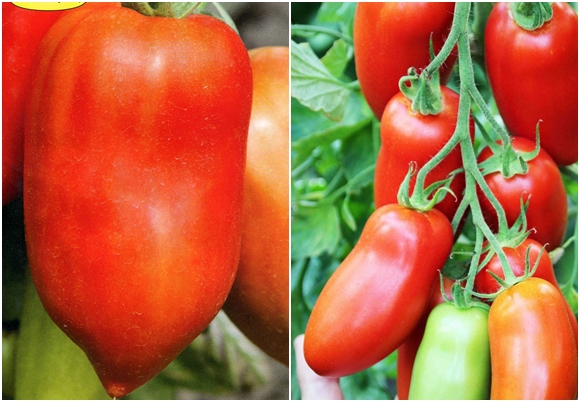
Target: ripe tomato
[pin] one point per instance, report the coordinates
(22, 31)
(408, 136)
(533, 351)
(453, 360)
(391, 37)
(485, 283)
(534, 75)
(258, 301)
(377, 296)
(135, 150)
(408, 350)
(542, 185)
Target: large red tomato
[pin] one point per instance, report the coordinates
(135, 146)
(548, 206)
(377, 296)
(408, 136)
(22, 31)
(258, 301)
(534, 75)
(533, 350)
(391, 37)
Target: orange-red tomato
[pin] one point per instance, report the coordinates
(258, 301)
(533, 350)
(377, 296)
(391, 37)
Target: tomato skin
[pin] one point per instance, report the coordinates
(408, 136)
(548, 207)
(258, 301)
(534, 75)
(533, 351)
(133, 183)
(453, 360)
(485, 283)
(408, 350)
(376, 297)
(382, 30)
(22, 31)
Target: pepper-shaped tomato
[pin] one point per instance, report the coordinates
(376, 297)
(453, 360)
(533, 351)
(135, 145)
(258, 301)
(407, 352)
(22, 31)
(534, 76)
(516, 257)
(389, 38)
(542, 185)
(408, 136)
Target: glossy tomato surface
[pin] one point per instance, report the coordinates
(22, 31)
(135, 150)
(542, 185)
(389, 38)
(407, 352)
(516, 257)
(376, 297)
(408, 136)
(534, 76)
(259, 300)
(533, 351)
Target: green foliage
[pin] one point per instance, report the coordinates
(334, 142)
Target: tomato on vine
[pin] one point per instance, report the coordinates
(389, 38)
(410, 136)
(533, 350)
(378, 294)
(135, 146)
(534, 76)
(542, 186)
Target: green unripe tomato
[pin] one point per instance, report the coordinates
(453, 360)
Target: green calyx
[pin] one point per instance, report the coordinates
(506, 160)
(163, 9)
(531, 16)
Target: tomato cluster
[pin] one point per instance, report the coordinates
(505, 329)
(142, 214)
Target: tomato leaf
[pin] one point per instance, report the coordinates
(314, 86)
(337, 57)
(315, 230)
(311, 129)
(48, 364)
(339, 13)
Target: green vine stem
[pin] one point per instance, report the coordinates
(459, 35)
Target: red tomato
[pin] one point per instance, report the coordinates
(533, 351)
(548, 208)
(408, 350)
(391, 37)
(534, 75)
(22, 31)
(258, 301)
(376, 297)
(408, 136)
(485, 283)
(135, 150)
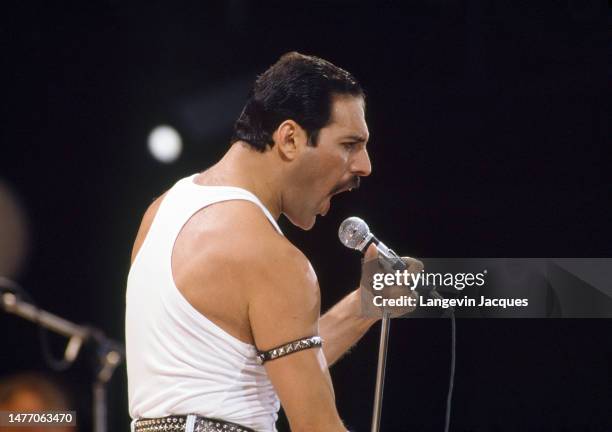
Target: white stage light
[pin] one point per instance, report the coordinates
(165, 144)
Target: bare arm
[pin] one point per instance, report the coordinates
(342, 327)
(284, 306)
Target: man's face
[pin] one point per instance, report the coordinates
(333, 166)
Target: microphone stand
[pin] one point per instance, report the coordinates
(109, 353)
(380, 371)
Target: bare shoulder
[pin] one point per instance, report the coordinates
(244, 239)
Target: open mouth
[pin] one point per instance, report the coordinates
(349, 186)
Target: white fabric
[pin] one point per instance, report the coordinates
(178, 361)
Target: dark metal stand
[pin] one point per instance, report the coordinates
(380, 371)
(109, 352)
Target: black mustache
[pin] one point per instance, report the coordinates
(353, 183)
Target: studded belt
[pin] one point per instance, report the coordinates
(187, 423)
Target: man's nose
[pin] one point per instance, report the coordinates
(361, 164)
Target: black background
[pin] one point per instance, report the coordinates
(489, 124)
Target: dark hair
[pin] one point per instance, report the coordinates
(296, 87)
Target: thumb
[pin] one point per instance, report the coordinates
(371, 253)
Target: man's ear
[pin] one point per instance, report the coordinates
(289, 139)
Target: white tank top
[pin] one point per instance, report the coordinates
(178, 361)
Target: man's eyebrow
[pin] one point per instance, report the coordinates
(355, 138)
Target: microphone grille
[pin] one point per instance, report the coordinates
(353, 232)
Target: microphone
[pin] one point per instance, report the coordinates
(354, 233)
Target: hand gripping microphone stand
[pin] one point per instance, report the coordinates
(109, 353)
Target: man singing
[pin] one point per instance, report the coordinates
(223, 312)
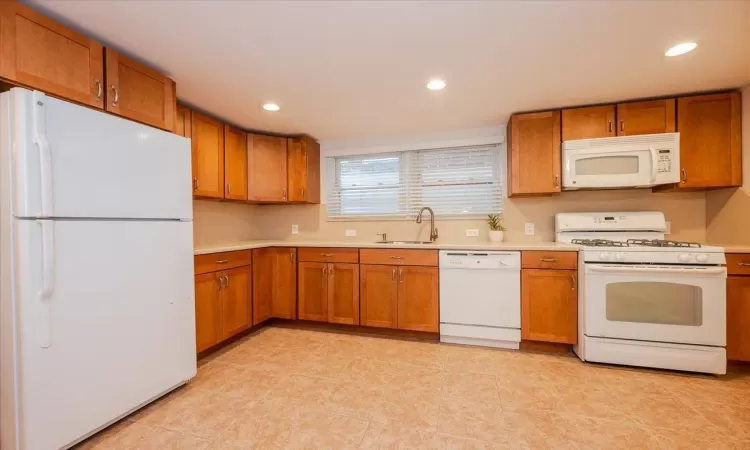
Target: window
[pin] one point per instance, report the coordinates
(462, 182)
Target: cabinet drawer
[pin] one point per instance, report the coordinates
(398, 257)
(549, 260)
(220, 261)
(329, 254)
(738, 263)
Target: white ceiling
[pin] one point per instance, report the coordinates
(358, 69)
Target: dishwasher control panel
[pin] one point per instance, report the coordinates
(457, 259)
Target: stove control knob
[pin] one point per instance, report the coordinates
(684, 257)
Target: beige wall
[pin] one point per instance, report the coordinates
(225, 223)
(728, 210)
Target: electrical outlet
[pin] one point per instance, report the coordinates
(529, 229)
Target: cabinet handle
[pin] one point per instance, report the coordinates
(99, 88)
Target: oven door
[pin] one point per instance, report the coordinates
(609, 169)
(678, 304)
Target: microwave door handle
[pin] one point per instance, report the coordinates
(660, 270)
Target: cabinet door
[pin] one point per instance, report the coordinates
(235, 163)
(653, 116)
(263, 285)
(418, 298)
(313, 291)
(378, 292)
(207, 311)
(284, 298)
(343, 293)
(738, 318)
(534, 154)
(710, 140)
(236, 301)
(38, 52)
(549, 305)
(588, 123)
(183, 121)
(137, 92)
(208, 156)
(303, 170)
(266, 168)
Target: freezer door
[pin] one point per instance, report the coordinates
(106, 322)
(72, 161)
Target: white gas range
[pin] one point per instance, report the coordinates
(644, 301)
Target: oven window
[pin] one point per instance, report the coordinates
(654, 302)
(607, 165)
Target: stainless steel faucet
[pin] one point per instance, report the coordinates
(433, 230)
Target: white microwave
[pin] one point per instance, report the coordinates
(621, 162)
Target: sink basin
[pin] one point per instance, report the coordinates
(406, 242)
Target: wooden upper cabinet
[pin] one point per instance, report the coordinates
(649, 117)
(266, 168)
(38, 52)
(378, 301)
(588, 123)
(738, 318)
(549, 305)
(139, 93)
(183, 121)
(710, 140)
(208, 156)
(207, 311)
(236, 300)
(235, 163)
(343, 293)
(313, 291)
(418, 299)
(303, 162)
(534, 154)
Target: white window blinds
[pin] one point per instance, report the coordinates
(461, 182)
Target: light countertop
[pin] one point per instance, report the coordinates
(487, 246)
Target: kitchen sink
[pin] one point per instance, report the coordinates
(406, 242)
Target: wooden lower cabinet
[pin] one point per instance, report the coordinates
(418, 299)
(549, 305)
(738, 318)
(378, 291)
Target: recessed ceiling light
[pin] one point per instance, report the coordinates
(681, 49)
(436, 85)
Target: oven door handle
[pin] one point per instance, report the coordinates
(658, 270)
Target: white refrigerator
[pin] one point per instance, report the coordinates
(97, 310)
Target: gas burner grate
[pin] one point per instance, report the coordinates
(663, 243)
(599, 243)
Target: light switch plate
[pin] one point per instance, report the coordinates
(472, 232)
(529, 229)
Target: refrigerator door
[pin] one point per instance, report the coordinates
(105, 323)
(72, 161)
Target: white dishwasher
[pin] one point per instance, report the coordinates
(480, 298)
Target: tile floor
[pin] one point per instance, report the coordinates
(289, 388)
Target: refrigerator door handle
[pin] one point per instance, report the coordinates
(48, 282)
(45, 155)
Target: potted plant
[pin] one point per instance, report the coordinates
(497, 231)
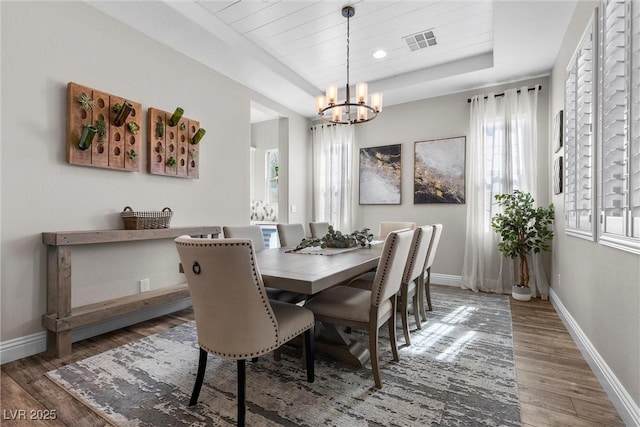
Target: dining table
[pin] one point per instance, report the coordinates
(313, 270)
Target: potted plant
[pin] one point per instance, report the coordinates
(523, 229)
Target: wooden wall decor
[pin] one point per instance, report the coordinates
(172, 142)
(113, 147)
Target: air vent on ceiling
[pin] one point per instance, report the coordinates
(421, 40)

+ + + +

Every line from the one containing "Target: gas burner grate" through the end of the data above should be copied exactly; nothing else is copied, and pictures are omitted.

Target: gas burner grate
[pin] one point per instance, report the coordinates
(663, 243)
(599, 243)
Target: light switch plate
[pin] one point per instance, report the coordinates
(472, 232)
(529, 229)
Target: refrigerator door
[pin] one point per instance, report the coordinates
(105, 323)
(72, 161)
Target: white dishwasher
[pin] one point per instance, report the coordinates
(480, 298)
Target: tile floor
[pin] one point per instance, report the coordinates
(289, 388)
Target: refrigerator door handle
[pin] one point per instance, report the coordinates
(48, 282)
(45, 155)
Target: potted plant
[pin] one point per instance, report the coordinates
(497, 231)
Target: dining table
[pin] one point per instance, report the coordinates
(313, 270)
Target: potted plant
[pin] one point per instance, report the coordinates
(523, 229)
Target: wooden wall decor
[pin] one point per instance, report the coordinates
(172, 142)
(113, 147)
Target: air vent on ceiling
[pin] one point per instance, report the coordinates
(421, 40)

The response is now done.